_The problem:_ Starting at the line containing "Please mark the colored" and ending at the last line of the items, arrange those lines as a Markdown table with the columns Row and Entry, leaving out any blank lines.

---

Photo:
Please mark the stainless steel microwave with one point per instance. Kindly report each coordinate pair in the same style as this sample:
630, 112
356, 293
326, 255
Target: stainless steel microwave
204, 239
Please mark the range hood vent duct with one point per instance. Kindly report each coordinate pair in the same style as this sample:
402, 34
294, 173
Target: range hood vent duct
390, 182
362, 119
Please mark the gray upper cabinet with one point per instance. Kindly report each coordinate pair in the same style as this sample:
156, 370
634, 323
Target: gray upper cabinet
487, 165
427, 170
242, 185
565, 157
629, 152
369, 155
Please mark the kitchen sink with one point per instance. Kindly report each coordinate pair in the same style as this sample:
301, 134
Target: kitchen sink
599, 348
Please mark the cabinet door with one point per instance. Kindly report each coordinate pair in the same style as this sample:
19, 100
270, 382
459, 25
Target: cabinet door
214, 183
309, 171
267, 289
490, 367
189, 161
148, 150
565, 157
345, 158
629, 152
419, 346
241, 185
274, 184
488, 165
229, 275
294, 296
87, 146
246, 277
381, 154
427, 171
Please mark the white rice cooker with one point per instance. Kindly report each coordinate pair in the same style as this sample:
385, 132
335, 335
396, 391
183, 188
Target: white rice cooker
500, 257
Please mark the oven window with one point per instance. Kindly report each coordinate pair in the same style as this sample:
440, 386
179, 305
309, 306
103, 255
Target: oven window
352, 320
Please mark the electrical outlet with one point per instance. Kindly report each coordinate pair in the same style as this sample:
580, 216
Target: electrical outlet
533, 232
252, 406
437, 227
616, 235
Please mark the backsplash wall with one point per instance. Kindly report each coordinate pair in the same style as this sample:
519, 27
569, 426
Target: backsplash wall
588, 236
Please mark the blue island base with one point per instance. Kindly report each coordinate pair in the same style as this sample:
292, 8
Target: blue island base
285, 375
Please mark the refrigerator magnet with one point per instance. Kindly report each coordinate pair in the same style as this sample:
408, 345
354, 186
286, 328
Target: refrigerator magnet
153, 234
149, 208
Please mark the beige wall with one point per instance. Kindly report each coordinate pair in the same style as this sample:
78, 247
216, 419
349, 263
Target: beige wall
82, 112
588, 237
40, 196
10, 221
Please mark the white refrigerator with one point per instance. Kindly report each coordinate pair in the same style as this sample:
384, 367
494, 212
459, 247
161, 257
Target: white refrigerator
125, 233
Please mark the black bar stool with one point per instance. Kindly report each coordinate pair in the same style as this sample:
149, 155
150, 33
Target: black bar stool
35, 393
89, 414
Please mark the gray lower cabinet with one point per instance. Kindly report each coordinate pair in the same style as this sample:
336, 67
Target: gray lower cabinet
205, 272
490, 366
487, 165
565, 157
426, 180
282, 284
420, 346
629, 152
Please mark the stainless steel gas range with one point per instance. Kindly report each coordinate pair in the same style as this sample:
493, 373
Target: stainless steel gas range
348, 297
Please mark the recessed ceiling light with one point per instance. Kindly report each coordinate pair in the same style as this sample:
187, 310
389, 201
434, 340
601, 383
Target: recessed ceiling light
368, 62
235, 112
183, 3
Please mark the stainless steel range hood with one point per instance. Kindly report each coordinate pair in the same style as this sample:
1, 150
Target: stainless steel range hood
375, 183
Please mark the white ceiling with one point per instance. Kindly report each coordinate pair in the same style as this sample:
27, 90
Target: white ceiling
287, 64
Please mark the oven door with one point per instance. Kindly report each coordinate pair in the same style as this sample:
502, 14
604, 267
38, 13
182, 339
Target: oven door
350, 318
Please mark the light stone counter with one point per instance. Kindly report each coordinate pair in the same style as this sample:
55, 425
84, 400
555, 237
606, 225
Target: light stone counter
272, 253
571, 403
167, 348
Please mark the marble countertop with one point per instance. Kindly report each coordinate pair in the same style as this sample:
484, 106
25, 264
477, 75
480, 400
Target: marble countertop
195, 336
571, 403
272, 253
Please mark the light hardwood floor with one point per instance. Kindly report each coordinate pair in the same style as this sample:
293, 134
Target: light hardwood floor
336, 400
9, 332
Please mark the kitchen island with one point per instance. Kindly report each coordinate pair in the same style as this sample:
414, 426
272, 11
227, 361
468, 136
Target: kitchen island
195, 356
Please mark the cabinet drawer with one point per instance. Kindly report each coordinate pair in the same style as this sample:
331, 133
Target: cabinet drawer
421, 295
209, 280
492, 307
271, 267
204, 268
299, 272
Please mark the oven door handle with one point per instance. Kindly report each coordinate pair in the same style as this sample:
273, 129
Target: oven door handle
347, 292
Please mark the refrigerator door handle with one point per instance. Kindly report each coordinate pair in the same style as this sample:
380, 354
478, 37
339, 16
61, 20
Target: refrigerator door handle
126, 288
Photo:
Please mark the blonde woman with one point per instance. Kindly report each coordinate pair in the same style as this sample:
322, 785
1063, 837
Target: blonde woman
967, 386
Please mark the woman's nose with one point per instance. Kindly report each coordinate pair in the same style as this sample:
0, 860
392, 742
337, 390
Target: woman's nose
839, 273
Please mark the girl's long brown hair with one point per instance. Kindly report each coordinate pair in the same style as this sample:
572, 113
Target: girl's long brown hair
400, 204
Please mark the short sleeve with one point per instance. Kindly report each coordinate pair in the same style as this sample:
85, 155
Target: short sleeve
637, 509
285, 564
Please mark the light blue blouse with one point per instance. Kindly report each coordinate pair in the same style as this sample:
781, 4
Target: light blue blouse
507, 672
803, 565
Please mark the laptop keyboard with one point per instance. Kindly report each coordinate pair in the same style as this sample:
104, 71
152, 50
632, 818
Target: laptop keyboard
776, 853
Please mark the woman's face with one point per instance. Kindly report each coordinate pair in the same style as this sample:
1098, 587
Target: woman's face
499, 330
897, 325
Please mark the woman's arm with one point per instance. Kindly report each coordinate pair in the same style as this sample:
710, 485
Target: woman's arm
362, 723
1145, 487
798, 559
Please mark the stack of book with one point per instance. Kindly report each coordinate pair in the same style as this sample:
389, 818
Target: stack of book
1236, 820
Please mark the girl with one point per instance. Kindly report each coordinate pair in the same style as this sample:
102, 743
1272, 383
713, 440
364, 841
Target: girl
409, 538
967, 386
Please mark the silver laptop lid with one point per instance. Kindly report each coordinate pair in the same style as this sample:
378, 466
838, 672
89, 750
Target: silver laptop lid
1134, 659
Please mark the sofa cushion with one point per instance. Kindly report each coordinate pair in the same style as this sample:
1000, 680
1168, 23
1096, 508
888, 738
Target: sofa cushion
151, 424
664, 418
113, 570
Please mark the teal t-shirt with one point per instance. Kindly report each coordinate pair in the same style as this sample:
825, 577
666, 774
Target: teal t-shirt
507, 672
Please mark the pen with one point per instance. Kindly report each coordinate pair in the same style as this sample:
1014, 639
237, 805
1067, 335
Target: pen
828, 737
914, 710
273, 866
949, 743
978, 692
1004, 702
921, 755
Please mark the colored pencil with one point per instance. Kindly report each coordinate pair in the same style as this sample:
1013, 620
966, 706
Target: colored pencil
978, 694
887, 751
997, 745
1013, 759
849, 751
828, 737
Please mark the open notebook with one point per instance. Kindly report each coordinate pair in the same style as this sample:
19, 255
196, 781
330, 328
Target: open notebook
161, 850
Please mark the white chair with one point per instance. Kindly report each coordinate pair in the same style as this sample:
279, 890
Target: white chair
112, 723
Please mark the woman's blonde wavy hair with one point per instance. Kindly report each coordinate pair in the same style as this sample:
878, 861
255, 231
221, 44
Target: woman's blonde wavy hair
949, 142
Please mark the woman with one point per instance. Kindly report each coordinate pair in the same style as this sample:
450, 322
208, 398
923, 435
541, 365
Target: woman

---

_Full answer:_
| Row | Entry |
|---|---|
| 1 | Please mark the colored pencil with one point per instance. Kindly report each coordinate pair in the same style as this sample: |
| 2 | 1013, 620 |
| 3 | 966, 706 |
| 4 | Target: colored pencil |
| 5 | 978, 694 |
| 6 | 887, 751 |
| 7 | 997, 745 |
| 8 | 1013, 759 |
| 9 | 849, 751 |
| 10 | 828, 737 |
| 11 | Please mark the open notebook with one point per instance. Kindly report each coordinate pair in the same style as this sample: |
| 12 | 19, 255 |
| 13 | 196, 781 |
| 14 | 330, 328 |
| 15 | Target: open notebook |
| 16 | 161, 850 |
| 17 | Please mark the white chair with one point per instance. Kindly report each coordinate pair in the same style as this sample: |
| 18 | 279, 890 |
| 19 | Target: white chair |
| 20 | 112, 723 |
| 21 | Please mark the woman's blonde wavy hair with one point per instance. Kindly report each coordinate pair in the same style as this sample: |
| 22 | 878, 861 |
| 23 | 255, 231 |
| 24 | 221, 44 |
| 25 | Target: woman's blonde wavy hair |
| 26 | 949, 142 |
| 27 | Please mark the woman with one point per instance. Kindly report each coordinate pair in the same style as this sample: |
| 28 | 450, 322 |
| 29 | 208, 398 |
| 30 | 923, 435 |
| 31 | 541, 365 |
| 32 | Target: woman |